Your goal
Copy out all of the records below unchanged, except that every "each instance of" becomes "every instance of".

Input for this task

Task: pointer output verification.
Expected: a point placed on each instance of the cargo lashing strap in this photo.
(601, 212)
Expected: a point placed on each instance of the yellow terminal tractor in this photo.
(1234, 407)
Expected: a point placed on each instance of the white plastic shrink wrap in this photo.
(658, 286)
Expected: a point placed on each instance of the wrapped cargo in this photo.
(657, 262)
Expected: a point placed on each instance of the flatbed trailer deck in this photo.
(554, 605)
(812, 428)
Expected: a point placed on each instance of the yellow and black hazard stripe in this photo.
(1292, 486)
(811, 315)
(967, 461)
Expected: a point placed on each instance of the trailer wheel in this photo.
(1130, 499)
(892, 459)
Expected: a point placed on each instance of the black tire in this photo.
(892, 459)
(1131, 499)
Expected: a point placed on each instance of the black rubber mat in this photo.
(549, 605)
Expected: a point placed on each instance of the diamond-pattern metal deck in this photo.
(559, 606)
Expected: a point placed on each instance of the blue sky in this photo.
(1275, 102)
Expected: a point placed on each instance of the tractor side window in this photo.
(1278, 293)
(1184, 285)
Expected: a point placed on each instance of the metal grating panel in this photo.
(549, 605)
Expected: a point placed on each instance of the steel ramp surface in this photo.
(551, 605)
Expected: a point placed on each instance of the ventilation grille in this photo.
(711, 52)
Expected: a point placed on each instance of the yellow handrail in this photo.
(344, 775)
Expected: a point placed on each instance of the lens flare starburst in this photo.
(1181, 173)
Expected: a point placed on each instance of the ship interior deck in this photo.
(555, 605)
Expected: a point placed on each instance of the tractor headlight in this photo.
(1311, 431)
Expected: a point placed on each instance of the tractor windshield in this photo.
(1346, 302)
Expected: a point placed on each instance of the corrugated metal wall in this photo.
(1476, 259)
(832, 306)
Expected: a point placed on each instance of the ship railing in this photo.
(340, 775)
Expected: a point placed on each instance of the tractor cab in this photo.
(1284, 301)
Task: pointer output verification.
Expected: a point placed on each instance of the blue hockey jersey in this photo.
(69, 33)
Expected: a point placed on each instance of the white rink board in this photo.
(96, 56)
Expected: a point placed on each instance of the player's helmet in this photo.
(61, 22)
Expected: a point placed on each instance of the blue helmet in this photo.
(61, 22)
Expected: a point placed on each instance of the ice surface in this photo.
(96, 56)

Result for this task
Task: pointer output verification.
Expected: a point placed on every instance of the cargo lashing strap in this photo.
(601, 212)
Expected: a point placed on every instance of the yellow terminal tractor in this photo.
(1234, 407)
Expected: a point placed on every instance of the white plastic shrink wrap in this photo.
(658, 286)
Expected: a point placed on every instance of the wrapped cargo in this photo.
(657, 262)
Expected: a point placed on every instance of the flatbed trailer deck in this photo.
(554, 605)
(812, 428)
Expected: a point placed on every instance of the yellow and black hazard stripe in this photo.
(1292, 486)
(811, 315)
(967, 461)
Expected: a point placed on every instance of the trailer wheel in this photo.
(1130, 499)
(892, 459)
Expected: a point placed on every instance of the black tire in this photo.
(892, 459)
(1131, 499)
Expected: a point placed on every instance of the black rubber mat in this photo.
(549, 605)
Expected: a point placed on every instance of the diamond-pattern metal deck in this photo.
(559, 606)
Expected: a point placed on every instance of the blue sky in this photo.
(1275, 102)
Expected: a point placed on every instance of the tractor side window in this photo.
(1278, 293)
(1184, 285)
Expected: a point placed on every instance of the metal grating panel in this photo.
(549, 605)
Expected: a point placed on every instance of the steel ramp surface in this photo.
(551, 605)
Expected: a point placed on every instance of the ventilation grille in this photo.
(711, 52)
Expected: a point placed on every instance of the yellow handrail in this photo.
(344, 775)
Expected: a point placed on every instance of the lens flare starburst in this photo.
(1181, 173)
Expected: a point placed on every instance of the ship interior deck in this photo.
(555, 605)
Expected: a point placed on every instance of the tractor headlight in this photo.
(1311, 431)
Expected: a point placed on every instance of the tractor windshield in this photo.
(1346, 302)
Expected: a point placed on every instance of the corrugated metal wall in this photo.
(1476, 259)
(832, 306)
Expected: a point placed on every instance of the ship railing in this photo.
(340, 775)
Expected: a point placed on every instance of the tractor cab in this photo.
(1284, 301)
Task: pointer output verification.
Expected: a point placed on every instance of the blue hockey jersey in this photo.
(69, 33)
Expected: a point placed on every instance of the white rink board in this photo.
(96, 56)
Expected: a point placed on every instance of the player's helmet in this photo.
(61, 22)
Expected: a point placed on every instance of the blue helmet in this photo.
(61, 22)
Expected: a point placed on every instance of the ice surface in this photo.
(96, 56)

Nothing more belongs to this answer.